> Collected data entries
>>>>>

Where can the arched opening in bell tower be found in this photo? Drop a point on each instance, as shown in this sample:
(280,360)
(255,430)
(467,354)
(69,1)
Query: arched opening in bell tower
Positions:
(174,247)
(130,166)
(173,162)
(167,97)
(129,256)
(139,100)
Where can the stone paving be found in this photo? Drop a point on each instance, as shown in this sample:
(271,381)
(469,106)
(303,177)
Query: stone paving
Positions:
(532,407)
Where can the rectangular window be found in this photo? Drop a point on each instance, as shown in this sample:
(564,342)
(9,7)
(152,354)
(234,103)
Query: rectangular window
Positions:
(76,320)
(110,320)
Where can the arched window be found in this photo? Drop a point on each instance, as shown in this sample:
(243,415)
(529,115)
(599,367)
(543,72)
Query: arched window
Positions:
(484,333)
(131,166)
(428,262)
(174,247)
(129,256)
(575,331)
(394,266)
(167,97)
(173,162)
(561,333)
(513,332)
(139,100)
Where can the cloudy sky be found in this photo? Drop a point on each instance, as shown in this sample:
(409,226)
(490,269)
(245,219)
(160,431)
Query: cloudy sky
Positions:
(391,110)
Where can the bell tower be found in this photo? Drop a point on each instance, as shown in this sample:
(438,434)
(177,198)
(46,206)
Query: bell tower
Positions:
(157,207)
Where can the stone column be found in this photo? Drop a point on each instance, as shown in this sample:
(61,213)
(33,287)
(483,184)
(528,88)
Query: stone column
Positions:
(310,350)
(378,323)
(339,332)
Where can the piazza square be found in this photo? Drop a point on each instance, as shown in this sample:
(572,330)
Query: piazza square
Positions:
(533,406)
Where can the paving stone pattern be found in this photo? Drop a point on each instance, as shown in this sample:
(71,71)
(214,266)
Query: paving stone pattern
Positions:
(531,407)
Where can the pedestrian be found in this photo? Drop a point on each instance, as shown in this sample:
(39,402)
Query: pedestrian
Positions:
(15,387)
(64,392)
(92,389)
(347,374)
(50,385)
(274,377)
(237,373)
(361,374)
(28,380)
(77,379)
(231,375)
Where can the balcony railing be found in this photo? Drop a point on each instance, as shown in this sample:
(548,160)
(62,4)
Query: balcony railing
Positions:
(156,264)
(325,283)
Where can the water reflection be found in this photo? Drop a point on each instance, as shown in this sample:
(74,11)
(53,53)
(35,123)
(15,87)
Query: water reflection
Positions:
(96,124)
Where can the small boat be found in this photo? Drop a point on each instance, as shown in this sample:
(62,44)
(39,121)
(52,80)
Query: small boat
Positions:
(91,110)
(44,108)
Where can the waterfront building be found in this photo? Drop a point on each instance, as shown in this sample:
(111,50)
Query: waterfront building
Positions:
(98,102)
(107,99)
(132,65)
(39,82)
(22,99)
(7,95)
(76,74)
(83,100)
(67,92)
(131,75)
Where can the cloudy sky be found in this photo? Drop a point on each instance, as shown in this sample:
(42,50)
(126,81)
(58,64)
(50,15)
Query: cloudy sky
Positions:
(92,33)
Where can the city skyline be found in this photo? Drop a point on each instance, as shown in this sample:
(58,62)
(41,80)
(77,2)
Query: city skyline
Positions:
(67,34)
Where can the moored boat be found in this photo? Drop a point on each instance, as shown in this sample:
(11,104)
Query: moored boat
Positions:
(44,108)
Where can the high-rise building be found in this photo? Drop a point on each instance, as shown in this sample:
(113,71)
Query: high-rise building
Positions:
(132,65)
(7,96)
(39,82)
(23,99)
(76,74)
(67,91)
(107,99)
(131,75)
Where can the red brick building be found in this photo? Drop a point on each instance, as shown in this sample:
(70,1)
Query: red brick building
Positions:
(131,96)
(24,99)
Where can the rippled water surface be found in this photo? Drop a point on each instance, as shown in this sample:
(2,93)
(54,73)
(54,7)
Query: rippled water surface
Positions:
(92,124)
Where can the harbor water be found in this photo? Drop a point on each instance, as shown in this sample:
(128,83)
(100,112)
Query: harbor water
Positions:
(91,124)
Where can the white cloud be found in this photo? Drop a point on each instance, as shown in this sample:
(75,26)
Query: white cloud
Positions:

<<<<<

> WORK REQUEST
Among the entries above, how many lines hold the string "tower"? Respond with nothing but the number.

> EXERCISE RESPONSE
4